◆ **Exercise requirements**: Pull out each line of the rows below that contains the string "molding", and copy those lines. Matching is case-sensitive.

Stored rows:
########################################
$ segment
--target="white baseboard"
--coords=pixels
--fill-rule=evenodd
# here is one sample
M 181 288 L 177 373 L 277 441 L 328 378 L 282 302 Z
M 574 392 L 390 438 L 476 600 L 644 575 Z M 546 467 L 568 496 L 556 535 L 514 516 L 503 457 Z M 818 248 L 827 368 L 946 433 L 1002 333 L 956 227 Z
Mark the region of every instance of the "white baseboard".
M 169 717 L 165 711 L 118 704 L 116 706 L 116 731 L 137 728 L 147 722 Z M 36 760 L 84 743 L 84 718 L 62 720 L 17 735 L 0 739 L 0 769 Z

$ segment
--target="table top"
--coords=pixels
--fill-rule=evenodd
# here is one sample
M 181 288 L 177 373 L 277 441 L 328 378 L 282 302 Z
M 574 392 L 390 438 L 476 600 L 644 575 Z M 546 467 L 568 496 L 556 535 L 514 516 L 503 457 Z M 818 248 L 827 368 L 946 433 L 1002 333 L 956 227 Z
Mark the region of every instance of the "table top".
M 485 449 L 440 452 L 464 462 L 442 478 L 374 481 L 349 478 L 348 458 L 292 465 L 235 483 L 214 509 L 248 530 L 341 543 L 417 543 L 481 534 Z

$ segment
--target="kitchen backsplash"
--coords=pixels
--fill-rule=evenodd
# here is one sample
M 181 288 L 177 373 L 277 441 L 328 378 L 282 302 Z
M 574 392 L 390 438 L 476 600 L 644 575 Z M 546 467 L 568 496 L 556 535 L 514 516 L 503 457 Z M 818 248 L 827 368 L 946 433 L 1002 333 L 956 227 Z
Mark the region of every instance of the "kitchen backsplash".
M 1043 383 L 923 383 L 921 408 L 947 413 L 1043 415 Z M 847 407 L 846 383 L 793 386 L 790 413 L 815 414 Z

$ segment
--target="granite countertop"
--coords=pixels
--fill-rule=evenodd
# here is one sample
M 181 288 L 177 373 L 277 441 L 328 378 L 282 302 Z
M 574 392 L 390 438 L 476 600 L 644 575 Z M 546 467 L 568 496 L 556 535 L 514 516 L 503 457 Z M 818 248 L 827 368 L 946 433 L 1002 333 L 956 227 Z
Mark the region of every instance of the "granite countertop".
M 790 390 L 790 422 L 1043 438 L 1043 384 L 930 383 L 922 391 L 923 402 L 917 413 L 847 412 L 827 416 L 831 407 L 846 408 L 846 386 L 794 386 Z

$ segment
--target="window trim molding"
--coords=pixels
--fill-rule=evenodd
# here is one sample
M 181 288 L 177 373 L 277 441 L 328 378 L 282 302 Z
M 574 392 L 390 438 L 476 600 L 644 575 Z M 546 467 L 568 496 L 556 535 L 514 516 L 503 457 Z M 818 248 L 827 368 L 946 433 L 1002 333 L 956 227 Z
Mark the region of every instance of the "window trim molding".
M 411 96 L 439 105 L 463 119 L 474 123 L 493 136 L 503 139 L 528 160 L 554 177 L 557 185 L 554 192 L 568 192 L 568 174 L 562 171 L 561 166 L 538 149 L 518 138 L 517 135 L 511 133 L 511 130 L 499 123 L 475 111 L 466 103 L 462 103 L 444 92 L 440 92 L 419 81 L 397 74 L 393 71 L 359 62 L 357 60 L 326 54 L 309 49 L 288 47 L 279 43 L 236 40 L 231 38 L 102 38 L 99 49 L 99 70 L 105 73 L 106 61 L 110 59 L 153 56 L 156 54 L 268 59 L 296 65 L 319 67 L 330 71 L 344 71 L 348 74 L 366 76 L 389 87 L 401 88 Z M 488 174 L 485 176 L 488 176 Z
########################################
◆ **Task output**:
--target="window trim molding"
Mark the region of every instance of the "window trim molding".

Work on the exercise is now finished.